Stored records from a collection:
* * * * * * *
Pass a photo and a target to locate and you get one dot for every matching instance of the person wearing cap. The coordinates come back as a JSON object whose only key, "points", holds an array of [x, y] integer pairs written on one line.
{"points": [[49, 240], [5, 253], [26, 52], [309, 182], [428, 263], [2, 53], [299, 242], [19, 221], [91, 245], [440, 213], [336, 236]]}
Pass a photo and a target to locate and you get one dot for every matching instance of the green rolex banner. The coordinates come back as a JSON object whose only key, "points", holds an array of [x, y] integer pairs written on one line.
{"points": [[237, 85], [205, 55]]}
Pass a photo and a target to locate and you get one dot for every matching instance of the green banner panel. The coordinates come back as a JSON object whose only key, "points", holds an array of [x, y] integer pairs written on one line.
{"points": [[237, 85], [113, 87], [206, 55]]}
* * * * * * *
_Requirement_
Copy every line of the records above, character for character.

_Answer_
Pass a photo and a target to locate and you get one dot for every matching instance of the person wearing cap. The coordinates come back as a JSON object whose only key, "points", holds an array of [x, y] integer pairs written on one line.
{"points": [[49, 240], [5, 253], [26, 52], [309, 182], [428, 263], [2, 53], [299, 242], [19, 221], [91, 245], [440, 213], [336, 236]]}
Pass a photo and a target to locate and you get one dot for every matching instance of the green rolex banner. The coordinates come back as a JSON object whose only key, "points", holds an array of [x, y] integer pairs written on one line.
{"points": [[237, 85], [205, 55]]}
Pass a photo and a target to locate and you get one dot for every matching instance of the green banner panel. The coordinates come back as a JSON object whose only key, "points", holds an array of [x, y] integer pairs written on one line.
{"points": [[237, 85], [113, 87], [206, 55]]}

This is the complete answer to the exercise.